**Written request:** Extend the passage on wavelet-network mesh deformation by writing what follows its final sentence.
--- Begin Passage to read ---
Multi-Mother Wavelet Network Structure

We introduce, in this work, a new 3D deformed approach based on MLWNN structure. It was realized in two steps:

• Network initialization: this step consists in developing a wavelet library made up of translated, dilated and rotated versions of a mother wavelet.

• Optimization of network parameters: was performed by combining a selection method OLS (Orthogonal Least Squares) and an optimization algorithm Levenberg-Marquardt. This algorithm determines the linear parameters of the network and iteratively optimizes the number and the parameters of wavelets by minimizing the rate deformation between the two objects.

Figure 2 represents our proposed algorithm as follows:

Fig. 2

Deformation processes based spherical parametrization and MWNN

We applied an effective spherical mapping algorithm using trust region optimization scheme minimizing angle and area distortions. It generally guarantees a bijective spherical parameterization [21] as a common domain of the source and target objects. Spherical parameterization, which consists in establishing a correspondence between the two source and target meshes, is a mandatory and important step in the deformation process. In order to define a geometric mesh object, we concentrated on the use of feature points. We assumed that the shape of the object is defined by the locations of the predefined feature points on the surface of the mesh. Moreover, the mesh deformation can be completely determined by the movements of these feature points (alternatively referred as control points) from their neutral positions either in absolute or in normalized units. We used a Wavelet network approximation to optimize the align feature for mesh and minimize distortion with fixed features.

The general process of our proposed mesh deformation based on Multi Library Wavelet Neural Network architecture is presented in Fig. 3.
--- End Passage to read ---
--- Begin Extracted records ---
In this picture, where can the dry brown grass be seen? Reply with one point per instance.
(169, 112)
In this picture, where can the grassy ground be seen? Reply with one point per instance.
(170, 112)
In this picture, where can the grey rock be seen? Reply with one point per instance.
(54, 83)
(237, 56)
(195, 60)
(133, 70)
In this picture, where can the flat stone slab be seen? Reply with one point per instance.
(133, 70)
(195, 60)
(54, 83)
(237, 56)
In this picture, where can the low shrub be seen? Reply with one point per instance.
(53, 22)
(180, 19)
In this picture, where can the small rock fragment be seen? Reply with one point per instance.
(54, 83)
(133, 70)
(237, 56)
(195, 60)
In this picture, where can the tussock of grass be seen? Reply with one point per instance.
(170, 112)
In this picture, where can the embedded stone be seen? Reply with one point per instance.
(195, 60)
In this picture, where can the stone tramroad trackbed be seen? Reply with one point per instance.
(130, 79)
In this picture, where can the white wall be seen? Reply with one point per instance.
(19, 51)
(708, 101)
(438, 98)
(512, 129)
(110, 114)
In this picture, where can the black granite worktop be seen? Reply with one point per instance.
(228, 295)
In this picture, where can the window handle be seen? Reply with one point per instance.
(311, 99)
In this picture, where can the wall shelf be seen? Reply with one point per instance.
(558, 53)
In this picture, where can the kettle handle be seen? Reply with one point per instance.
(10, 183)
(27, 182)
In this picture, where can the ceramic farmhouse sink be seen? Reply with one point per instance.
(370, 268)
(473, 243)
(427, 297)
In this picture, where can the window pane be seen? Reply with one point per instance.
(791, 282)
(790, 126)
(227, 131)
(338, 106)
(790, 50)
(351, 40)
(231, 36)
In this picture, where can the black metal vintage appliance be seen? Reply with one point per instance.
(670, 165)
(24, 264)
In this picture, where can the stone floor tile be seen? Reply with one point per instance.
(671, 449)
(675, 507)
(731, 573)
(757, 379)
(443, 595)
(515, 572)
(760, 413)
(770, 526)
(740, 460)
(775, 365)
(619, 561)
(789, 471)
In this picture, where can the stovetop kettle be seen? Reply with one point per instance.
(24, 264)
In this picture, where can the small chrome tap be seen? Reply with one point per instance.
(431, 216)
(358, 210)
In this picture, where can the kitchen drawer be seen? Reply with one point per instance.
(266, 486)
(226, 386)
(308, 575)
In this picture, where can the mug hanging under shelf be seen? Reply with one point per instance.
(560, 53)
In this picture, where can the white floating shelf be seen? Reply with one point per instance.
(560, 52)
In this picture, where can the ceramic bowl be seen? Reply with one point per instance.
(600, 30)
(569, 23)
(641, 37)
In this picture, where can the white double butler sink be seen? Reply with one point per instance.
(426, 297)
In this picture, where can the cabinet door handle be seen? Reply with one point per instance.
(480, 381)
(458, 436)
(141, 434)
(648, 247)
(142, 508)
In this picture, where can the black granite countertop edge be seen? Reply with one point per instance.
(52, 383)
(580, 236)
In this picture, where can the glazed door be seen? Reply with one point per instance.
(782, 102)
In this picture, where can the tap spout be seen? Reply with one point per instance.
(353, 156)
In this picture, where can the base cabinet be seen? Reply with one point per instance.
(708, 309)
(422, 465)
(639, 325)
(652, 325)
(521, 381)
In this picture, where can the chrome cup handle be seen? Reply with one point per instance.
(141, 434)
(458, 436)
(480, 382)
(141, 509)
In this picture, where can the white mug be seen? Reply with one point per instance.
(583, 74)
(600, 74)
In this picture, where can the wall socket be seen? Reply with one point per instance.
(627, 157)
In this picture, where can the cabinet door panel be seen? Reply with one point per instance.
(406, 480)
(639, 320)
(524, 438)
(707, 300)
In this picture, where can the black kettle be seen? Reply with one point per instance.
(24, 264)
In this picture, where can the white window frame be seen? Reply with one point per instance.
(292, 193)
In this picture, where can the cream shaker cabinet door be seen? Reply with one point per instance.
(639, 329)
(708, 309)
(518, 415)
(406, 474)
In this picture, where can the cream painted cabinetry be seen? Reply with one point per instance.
--- End Extracted records ---
**In response:**
Fig. 3

Overview of the feature-based MLWNN algorithm

The objective of our algorithm is to achieve a feature alignment process that reduces the distances between features without modifying the local vertex positions on the spherical maps. Indeed, our method is based on the Laplacian representation designed for large rotations. Laplacian mesh editing allows deforming 3D objects while their surface details are preserved because it allows the simulation of realistic deformations [20, 30]. This representation permits direct detail-preserving reconstruction of the modified mesh by solving a linear least squares system.

3.2 Progressive compression algorithm for MLWNN mesh deformation

Geometry image is an original method that compresses manifold meshes, and remesh an arbitrary surface onto a semi regular structure . It can be encoded using traditional image compression and decompression algorithms, such as wavelet-based coders. The mesh-based spherical scheme is more natural for coding geometry. The sphere is a natural and seamless parametric domain for closed genus-0 surfaces. It provides good reconstruction of shape details at very low bit budgets. The spherical wavelet transformation is used to decompose the object into multi-resolution sub-images. Besides, the geometry of meshes is often very dense (over-sampling) and their connectivity is arbitrary (irregular neighborhood of vertices). It is often necessary to remesh them to reduce their complexity (simplification), improve the quality of triangles products and optimize the sampling geometry or connectivity as regular as possible.

3.2.1 Trust region spherical parameterization

Trust region spherical parameterization algorithm [21] was integrated to obtain good geometry images. Besides, a spherical parameterization method was applied to convert meshes into geometrical image. Our approach reduced the computation distortion required for the procedure of mesh parameterization in a sphere since all calculations were performed in the sphere space to reduce the distortion angle and region at mapping each of the triangles.

We propose an effective optimization scheme to compute such parameterization and have an algorithm exposing a property of global convergence, which is the case of Trust Region Spherical Parameterization (TRSP) algorithm. Thus, faces will have the correct orientation, creating a good 3D spherical geometrical image. Simulation results show that it is possible to achieve a considerable correspondence between the angle and area perspective distortion. Our method overcame the limitation of parameterization for shapes containing many extremities. In fact, parameterization onto the sphere suffers from distortions which give rise to rippling effects under lossy reconstruction.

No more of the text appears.